======== Task inputs

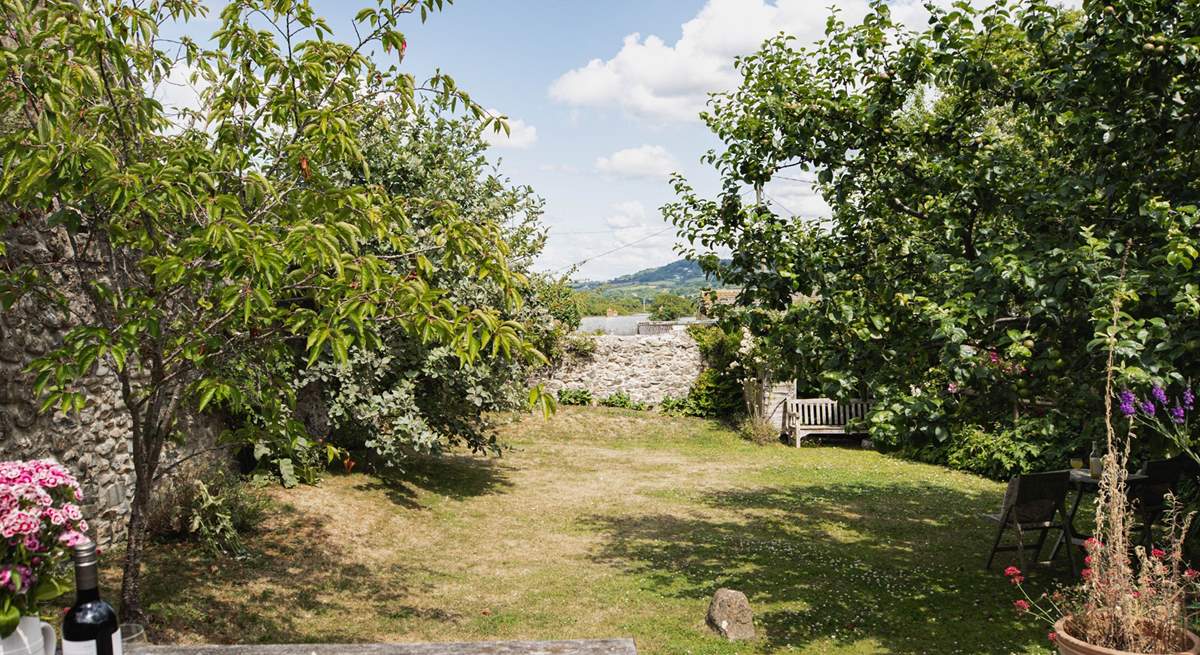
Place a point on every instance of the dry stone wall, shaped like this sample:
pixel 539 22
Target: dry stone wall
pixel 646 367
pixel 95 443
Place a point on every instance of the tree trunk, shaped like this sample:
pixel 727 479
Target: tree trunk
pixel 135 548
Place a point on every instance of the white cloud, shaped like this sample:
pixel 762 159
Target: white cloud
pixel 521 134
pixel 647 161
pixel 630 238
pixel 665 82
pixel 564 169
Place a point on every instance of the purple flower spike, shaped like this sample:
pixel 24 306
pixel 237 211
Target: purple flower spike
pixel 1128 401
pixel 1159 395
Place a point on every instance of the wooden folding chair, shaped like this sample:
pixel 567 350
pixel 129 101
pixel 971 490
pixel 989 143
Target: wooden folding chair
pixel 1032 504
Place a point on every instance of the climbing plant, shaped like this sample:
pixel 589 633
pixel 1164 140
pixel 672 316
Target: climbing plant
pixel 985 176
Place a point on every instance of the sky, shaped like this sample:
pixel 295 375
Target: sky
pixel 603 100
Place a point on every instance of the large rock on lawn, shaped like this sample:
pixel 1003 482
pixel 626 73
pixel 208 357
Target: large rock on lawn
pixel 730 616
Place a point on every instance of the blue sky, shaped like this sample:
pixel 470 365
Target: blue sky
pixel 603 98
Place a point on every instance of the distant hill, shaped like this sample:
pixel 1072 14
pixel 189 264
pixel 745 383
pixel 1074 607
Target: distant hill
pixel 681 277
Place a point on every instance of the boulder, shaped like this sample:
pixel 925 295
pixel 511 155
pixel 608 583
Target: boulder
pixel 730 616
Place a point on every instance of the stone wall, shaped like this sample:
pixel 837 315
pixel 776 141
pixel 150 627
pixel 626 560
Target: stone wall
pixel 95 443
pixel 647 367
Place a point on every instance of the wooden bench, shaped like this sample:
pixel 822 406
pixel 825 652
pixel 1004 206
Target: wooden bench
pixel 586 647
pixel 808 416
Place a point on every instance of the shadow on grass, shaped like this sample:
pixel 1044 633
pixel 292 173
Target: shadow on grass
pixel 897 564
pixel 295 571
pixel 455 476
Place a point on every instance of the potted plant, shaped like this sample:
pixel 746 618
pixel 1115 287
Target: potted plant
pixel 1129 601
pixel 40 521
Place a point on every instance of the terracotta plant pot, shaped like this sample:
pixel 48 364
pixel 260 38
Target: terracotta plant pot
pixel 1071 646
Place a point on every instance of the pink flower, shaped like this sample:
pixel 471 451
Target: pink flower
pixel 72 511
pixel 71 539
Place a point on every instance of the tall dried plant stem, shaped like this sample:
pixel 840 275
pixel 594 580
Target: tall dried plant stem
pixel 1111 618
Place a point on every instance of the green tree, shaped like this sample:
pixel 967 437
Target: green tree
pixel 987 176
pixel 413 395
pixel 208 246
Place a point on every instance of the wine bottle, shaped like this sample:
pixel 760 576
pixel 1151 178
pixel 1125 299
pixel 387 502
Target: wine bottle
pixel 90 628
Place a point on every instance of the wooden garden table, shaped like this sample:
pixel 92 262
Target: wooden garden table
pixel 1084 482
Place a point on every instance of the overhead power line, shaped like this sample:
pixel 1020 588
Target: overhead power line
pixel 618 248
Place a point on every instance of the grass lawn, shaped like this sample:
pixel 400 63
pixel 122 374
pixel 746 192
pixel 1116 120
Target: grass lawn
pixel 604 523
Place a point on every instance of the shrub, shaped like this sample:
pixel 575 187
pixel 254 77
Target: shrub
pixel 675 407
pixel 214 510
pixel 575 397
pixel 717 392
pixel 623 401
pixel 715 395
pixel 997 454
pixel 757 431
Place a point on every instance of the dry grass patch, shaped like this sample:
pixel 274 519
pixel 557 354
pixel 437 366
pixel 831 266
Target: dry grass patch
pixel 604 522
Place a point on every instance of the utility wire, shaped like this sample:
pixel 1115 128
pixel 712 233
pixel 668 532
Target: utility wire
pixel 634 242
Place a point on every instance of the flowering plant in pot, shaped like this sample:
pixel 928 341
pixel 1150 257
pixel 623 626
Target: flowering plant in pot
pixel 1129 601
pixel 40 521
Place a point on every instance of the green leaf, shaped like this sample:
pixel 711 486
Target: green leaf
pixel 10 617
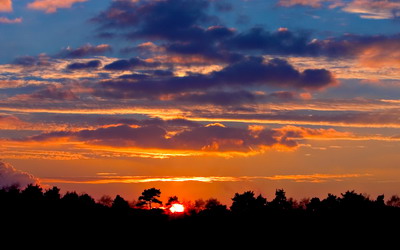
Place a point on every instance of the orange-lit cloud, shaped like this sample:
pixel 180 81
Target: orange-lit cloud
pixel 10 21
pixel 104 179
pixel 10 176
pixel 368 9
pixel 6 6
pixel 10 122
pixel 374 9
pixel 51 6
pixel 312 3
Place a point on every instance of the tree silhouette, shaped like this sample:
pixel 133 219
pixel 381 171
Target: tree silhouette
pixel 172 200
pixel 280 201
pixel 52 194
pixel 394 201
pixel 150 196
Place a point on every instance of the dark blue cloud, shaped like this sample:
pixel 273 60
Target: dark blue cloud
pixel 251 72
pixel 84 51
pixel 130 64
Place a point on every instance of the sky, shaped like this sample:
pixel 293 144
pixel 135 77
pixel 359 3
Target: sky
pixel 201 98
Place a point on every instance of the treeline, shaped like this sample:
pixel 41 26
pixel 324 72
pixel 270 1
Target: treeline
pixel 49 209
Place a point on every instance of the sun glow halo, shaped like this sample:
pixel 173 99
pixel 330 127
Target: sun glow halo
pixel 177 208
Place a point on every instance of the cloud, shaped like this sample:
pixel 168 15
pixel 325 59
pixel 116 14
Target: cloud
pixel 374 9
pixel 51 6
pixel 84 51
pixel 368 9
pixel 211 138
pixel 166 19
pixel 6 6
pixel 48 92
pixel 10 122
pixel 10 176
pixel 247 73
pixel 93 64
pixel 107 179
pixel 31 61
pixel 312 3
pixel 130 64
pixel 10 21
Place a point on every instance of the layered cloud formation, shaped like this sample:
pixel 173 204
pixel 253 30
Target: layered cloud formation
pixel 9 176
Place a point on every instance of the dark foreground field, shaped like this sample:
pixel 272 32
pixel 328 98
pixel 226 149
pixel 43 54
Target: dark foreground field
pixel 43 216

================

■ **Task prompt**: Present the rows above as a numbered list, omitting blank lines and leaving the pictures out of your answer.

■ **Exercise output**:
1. Place a point on every instance of the dry stone wall, shaped like this sample:
2. pixel 539 22
3. Target: dry stone wall
4. pixel 646 367
5. pixel 95 443
6. Place a point on every instance of the tree trunk, shaped like this sample:
7. pixel 727 479
8. Target: tree trunk
9. pixel 135 548
10. Place a point on every instance of the white cloud, shaped like this sample:
11. pixel 762 159
12. Target: white cloud
13. pixel 521 134
14. pixel 647 161
15. pixel 630 238
16. pixel 665 82
17. pixel 564 169
18. Place a point on every instance of the purple flower spike, shaped like this sample:
19. pixel 24 306
20. pixel 237 211
21. Target: purple flower spike
22. pixel 1128 401
23. pixel 1159 395
24. Place a point on every instance of the wooden folding chair, shaped like this sample:
25. pixel 567 350
26. pixel 129 101
27. pixel 971 490
28. pixel 989 143
29. Target: wooden folding chair
30. pixel 1032 504
31. Place a point on every instance of the climbing plant, shaped like this sample:
32. pixel 589 633
33. pixel 1164 140
34. pixel 672 316
35. Target: climbing plant
36. pixel 985 176
37. Place a point on every instance of the sky, shaped like this sample:
38. pixel 295 375
39. Target: sky
40. pixel 603 100
41. Place a point on every instance of the large rock on lawn, shaped like this sample:
42. pixel 1003 482
43. pixel 626 73
44. pixel 208 357
45. Target: large rock on lawn
46. pixel 730 616
47. Place a point on every instance of the blue sky, shaped like this sample:
48. pixel 470 365
49. Target: blue sky
50. pixel 603 98
51. Place a point on every instance of the distant hill, shaped like this sample:
52. pixel 1072 14
53. pixel 189 264
54. pixel 745 383
55. pixel 1074 607
56. Target: distant hill
57. pixel 681 277
58. Place a point on every instance of the boulder, shaped like this sample:
59. pixel 925 295
60. pixel 511 155
61. pixel 608 583
62. Target: boulder
63. pixel 730 616
64. Place a point on every instance of the stone wall, shaped like this sample:
65. pixel 837 315
66. pixel 776 141
67. pixel 150 627
68. pixel 626 560
69. Target: stone wall
70. pixel 95 443
71. pixel 647 367
72. Place a point on every instance of the wooden bench, shaped like this sample:
73. pixel 822 406
74. pixel 825 652
75. pixel 1004 206
76. Target: wooden bench
77. pixel 586 647
78. pixel 808 416
79. Place a point on every instance of the shadow on grass, shaped like this sample:
80. pixel 1044 633
81. pixel 292 173
82. Target: shadow on grass
83. pixel 897 564
84. pixel 295 571
85. pixel 455 476
86. Place a point on every instance of the potted plant, shaped like this sample:
87. pixel 746 618
88. pixel 1115 287
89. Target: potted plant
90. pixel 1129 601
91. pixel 40 521
92. Place a point on every instance of the terracotta plant pot, shaped like this sample:
93. pixel 48 364
94. pixel 260 38
95. Target: terracotta plant pot
96. pixel 1071 646
97. Place a point on every instance of the pink flower, shaped like this sample:
98. pixel 471 451
99. Target: pink flower
100. pixel 72 511
101. pixel 71 539
102. Place a point on every instance of the tall dried plant stem, shaped like this sample:
103. pixel 840 275
104. pixel 594 580
105. Target: tall dried plant stem
106. pixel 1111 618
107. Place a point on every instance of the green tree, shaped like this sample:
108. pixel 967 437
109. Target: green tree
110. pixel 987 176
111. pixel 413 395
112. pixel 208 246
113. Place a point on every instance of the wine bottle, shaped like this sample:
114. pixel 760 576
115. pixel 1151 178
116. pixel 1125 299
117. pixel 387 502
118. Target: wine bottle
119. pixel 90 628
120. Place a point on every instance of the wooden garden table, shaped like this sample:
121. pixel 92 262
122. Target: wooden garden table
123. pixel 1084 482
124. Place a point on every instance of the overhead power line, shaped like this sample:
125. pixel 1020 588
126. Target: overhead power line
127. pixel 618 248
128. Place a point on every instance of the grass lawn, shaped like this sample:
129. pixel 400 63
130. pixel 122 374
131. pixel 746 192
132. pixel 1116 120
133. Target: grass lawn
134. pixel 604 523
135. Place a point on every instance of the shrub, shaped like this sample:
136. pixel 575 187
137. pixel 254 77
138. Target: shrub
139. pixel 675 407
140. pixel 214 510
141. pixel 575 397
142. pixel 717 392
143. pixel 623 401
144. pixel 715 395
145. pixel 997 454
146. pixel 757 431
147. Place a point on every instance of the dry grass patch, shaped like this sample:
148. pixel 274 519
149. pixel 557 354
150. pixel 437 366
151. pixel 831 266
152. Target: dry grass patch
153. pixel 604 522
154. Place a point on every instance of the utility wire, shaped like this sample:
155. pixel 1115 128
156. pixel 712 233
157. pixel 668 532
158. Target: utility wire
159. pixel 634 242
160. Place a point on every instance of the flowering plant in pot, shaped like this sample:
161. pixel 928 341
162. pixel 1150 257
163. pixel 623 626
164. Target: flowering plant in pot
165. pixel 1129 601
166. pixel 40 521
167. Place a point on every instance of the green leaf, shaped like this sample:
168. pixel 711 486
169. Target: green leaf
170. pixel 10 617
171. Place a point on every instance of the orange-lit cloud, shaped like this sample:
172. pixel 180 81
173. Target: orange-lit cloud
174. pixel 10 21
175. pixel 104 179
176. pixel 10 176
177. pixel 368 9
178. pixel 6 6
179. pixel 10 122
180. pixel 374 9
181. pixel 51 6
182. pixel 312 3
183. Place a point on every instance of the tree silhouette, shaped like this sample:
184. pixel 133 219
185. pixel 381 171
186. Target: tree silhouette
187. pixel 172 200
188. pixel 280 201
189. pixel 52 194
190. pixel 394 201
191. pixel 150 196
192. Place a point on every instance of the dark blue cloud, shaped like this sample:
193. pixel 273 60
194. Target: dark blue cloud
195. pixel 251 72
196. pixel 84 51
197. pixel 130 64
198. Place a point on every instance of the sky, shaped like this sample:
199. pixel 293 144
200. pixel 135 77
201. pixel 359 3
202. Target: sky
203. pixel 201 98
204. Place a point on every instance of the treeline, shaped like this sample:
205. pixel 41 26
206. pixel 324 72
207. pixel 270 1
208. Target: treeline
209. pixel 49 209
210. Place a point on every instance of the sun glow halo, shaped like this sample:
211. pixel 173 99
212. pixel 330 127
213. Target: sun glow halo
214. pixel 177 208
215. Place a point on every instance of the cloud, shaped like this sample:
216. pixel 168 15
217. pixel 325 59
218. pixel 116 14
219. Target: cloud
220. pixel 374 9
221. pixel 51 6
222. pixel 84 51
223. pixel 368 9
224. pixel 211 138
225. pixel 166 19
226. pixel 6 6
227. pixel 48 92
228. pixel 10 122
229. pixel 10 176
230. pixel 247 73
231. pixel 93 64
232. pixel 107 179
233. pixel 31 61
234. pixel 312 3
235. pixel 130 64
236. pixel 10 21
237. Place a point on every instance of the layered cloud formation, shaped like this sample:
238. pixel 173 204
239. pixel 253 30
240. Target: layered cloud formation
241. pixel 9 176
242. Place a point on every instance of the dark foreground field, shaped like this sample:
243. pixel 272 32
244. pixel 328 98
245. pixel 226 149
246. pixel 43 54
247. Target: dark foreground field
248. pixel 43 216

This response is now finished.